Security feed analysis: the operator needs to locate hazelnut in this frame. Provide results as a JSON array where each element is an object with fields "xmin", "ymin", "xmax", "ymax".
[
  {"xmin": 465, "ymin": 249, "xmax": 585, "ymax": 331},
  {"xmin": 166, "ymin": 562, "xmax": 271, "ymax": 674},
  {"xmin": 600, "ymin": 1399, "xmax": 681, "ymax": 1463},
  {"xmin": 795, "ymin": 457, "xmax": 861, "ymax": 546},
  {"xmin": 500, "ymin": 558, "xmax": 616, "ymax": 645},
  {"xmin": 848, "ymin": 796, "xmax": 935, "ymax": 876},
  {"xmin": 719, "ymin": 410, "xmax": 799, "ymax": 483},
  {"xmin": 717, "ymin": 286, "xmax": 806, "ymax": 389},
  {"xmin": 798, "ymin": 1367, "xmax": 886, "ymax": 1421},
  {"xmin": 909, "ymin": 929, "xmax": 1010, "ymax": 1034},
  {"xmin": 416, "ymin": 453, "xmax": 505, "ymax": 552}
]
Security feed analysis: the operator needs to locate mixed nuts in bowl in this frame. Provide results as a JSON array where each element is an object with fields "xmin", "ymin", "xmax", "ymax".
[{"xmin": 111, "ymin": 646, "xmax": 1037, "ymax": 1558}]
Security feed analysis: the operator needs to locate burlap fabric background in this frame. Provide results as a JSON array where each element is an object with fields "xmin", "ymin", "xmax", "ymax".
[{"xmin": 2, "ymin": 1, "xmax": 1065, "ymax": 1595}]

■ **TASK INSTRUCTIONS**
In the listing above, the line with "Security feed analysis: the operator needs to locate burlap" starts the part to copy. Copy it through the last line exactly, with nothing else.

■ **ANSWER SPACE**
Security feed analysis: the operator needs to locate burlap fabric background in this frame. Provide results as a JSON array where each element is an object with fields "xmin", "ymin", "xmax", "ymax".
[{"xmin": 2, "ymin": 1, "xmax": 1065, "ymax": 1595}]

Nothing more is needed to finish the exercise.